> _DIRECTIONS_: Retype each entry below exactly as it stands.
* start *
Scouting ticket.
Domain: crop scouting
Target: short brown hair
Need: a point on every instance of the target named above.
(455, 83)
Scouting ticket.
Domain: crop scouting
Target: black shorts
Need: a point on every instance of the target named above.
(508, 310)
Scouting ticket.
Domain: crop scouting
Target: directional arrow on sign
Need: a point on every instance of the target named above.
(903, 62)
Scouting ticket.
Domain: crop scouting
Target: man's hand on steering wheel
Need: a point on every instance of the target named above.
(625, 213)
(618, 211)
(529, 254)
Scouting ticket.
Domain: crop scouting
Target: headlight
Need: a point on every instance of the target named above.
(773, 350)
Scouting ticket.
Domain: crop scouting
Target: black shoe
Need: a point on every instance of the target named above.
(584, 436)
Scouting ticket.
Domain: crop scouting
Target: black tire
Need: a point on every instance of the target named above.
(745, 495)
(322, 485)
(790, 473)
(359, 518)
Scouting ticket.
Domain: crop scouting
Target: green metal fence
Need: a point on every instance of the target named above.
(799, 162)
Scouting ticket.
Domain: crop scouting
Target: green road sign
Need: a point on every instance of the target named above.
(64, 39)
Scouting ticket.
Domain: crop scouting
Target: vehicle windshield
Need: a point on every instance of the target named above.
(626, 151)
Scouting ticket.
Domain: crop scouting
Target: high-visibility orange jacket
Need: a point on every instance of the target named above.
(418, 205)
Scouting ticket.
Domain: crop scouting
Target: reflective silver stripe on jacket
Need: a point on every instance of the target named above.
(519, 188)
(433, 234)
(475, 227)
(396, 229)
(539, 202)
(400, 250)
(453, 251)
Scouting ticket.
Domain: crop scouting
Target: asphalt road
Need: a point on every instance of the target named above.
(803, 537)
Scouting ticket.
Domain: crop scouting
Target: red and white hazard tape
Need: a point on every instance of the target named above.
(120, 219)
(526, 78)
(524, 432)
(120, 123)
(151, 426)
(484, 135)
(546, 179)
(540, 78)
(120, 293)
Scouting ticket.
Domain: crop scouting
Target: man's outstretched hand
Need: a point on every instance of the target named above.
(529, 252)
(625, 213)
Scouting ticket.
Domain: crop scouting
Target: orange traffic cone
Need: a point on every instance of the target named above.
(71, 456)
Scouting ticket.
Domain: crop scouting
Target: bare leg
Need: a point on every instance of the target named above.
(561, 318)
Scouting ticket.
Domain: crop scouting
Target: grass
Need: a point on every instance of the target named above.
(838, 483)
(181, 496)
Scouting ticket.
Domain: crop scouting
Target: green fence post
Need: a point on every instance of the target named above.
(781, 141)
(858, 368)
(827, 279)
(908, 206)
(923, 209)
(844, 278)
* end *
> _RESPONSE TO THIS EXERCISE_:
Scouting ticket.
Domain: crop scouting
Target: short brown hair
Need: a point on every instance of the target named above.
(455, 83)
Scouting ticket.
Domain: crop scouting
Target: black shorts
Need: a point on every instance of the target named above.
(508, 310)
Scouting ticket.
Domain: crop scouting
Target: directional arrow on sign
Need: a point on every instance of the target named above.
(903, 62)
Scouting ticket.
Domain: crop scouting
Target: man's hand on steering wheel
Need: a point on every instance of the target named above.
(625, 213)
(618, 211)
(529, 254)
Scouting ticket.
Domain: crop scouting
Target: headlight
Need: a point on every instance of the target named above.
(773, 350)
Scouting ticket.
Domain: crop scouting
Target: black shoe
Need: a point on every instance of the target named above.
(584, 436)
Scouting ticket.
Domain: crop scouting
Target: black tire
Need: a point on every instance of the target named above.
(745, 495)
(322, 485)
(790, 473)
(359, 518)
Scouting ticket.
Domain: crop scouting
Target: green metal fence
Need: a point on every instance of the target named above.
(799, 162)
Scouting ticket.
Domain: crop scouting
Target: green road sign
Need: a point on every instance of the target named above.
(64, 39)
Scouting ticket.
Domain: crop scouting
Target: vehicle windshield
Need: a point on every instance of the target named above.
(626, 151)
Scouting ticket.
Domain: crop scouting
Target: high-visibility orange jacket
Need: a point on every instance of the target named above.
(418, 205)
Scouting ticket.
Domain: crop scouting
Target: reflective silver stripe on jacket
Need: a point on every instance of the target named above.
(519, 188)
(433, 234)
(475, 227)
(396, 229)
(539, 202)
(400, 250)
(453, 251)
Scouting ticket.
Domain: crop scouting
Target: asphalt road
Need: a point on every instance of the target named above.
(803, 537)
Scouting ticket.
Domain: crop scouting
Target: red and white hazard tape
Need: a point on every instance of the target named above.
(120, 219)
(526, 78)
(524, 432)
(120, 123)
(151, 426)
(484, 135)
(546, 179)
(540, 78)
(120, 293)
Scouting ticket.
Domain: crop scouting
Target: man's outstretched hand
Need: a point on every instance of the target named above.
(529, 252)
(625, 213)
Scouting ticket.
Domain: crop scouting
Target: orange traffic cone
Need: a point on every instance of the target named above.
(71, 456)
Scouting ticket.
Domain: crop scouting
Target: bare leg
Need: a point on every instance of the target named above.
(561, 318)
Scouting ticket.
Domain: crop scouting
Target: grass
Need: a point on every instance of the target named above.
(838, 483)
(181, 496)
Scouting ticket.
Domain: crop scouting
Target: green fence post
Need: a point on every instance of the target named above.
(781, 141)
(858, 368)
(827, 279)
(908, 206)
(923, 209)
(844, 278)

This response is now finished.